* EXERCISE GOAL: Each record below must be returned exactly, with no line left out.

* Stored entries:
- - -

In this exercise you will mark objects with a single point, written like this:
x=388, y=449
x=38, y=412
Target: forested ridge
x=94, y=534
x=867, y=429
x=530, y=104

- - -

* TASK SOLUTION:
In this exercise you will mark objects with a single point, written like this:
x=388, y=449
x=38, y=412
Target: forested ridge
x=94, y=534
x=867, y=429
x=530, y=104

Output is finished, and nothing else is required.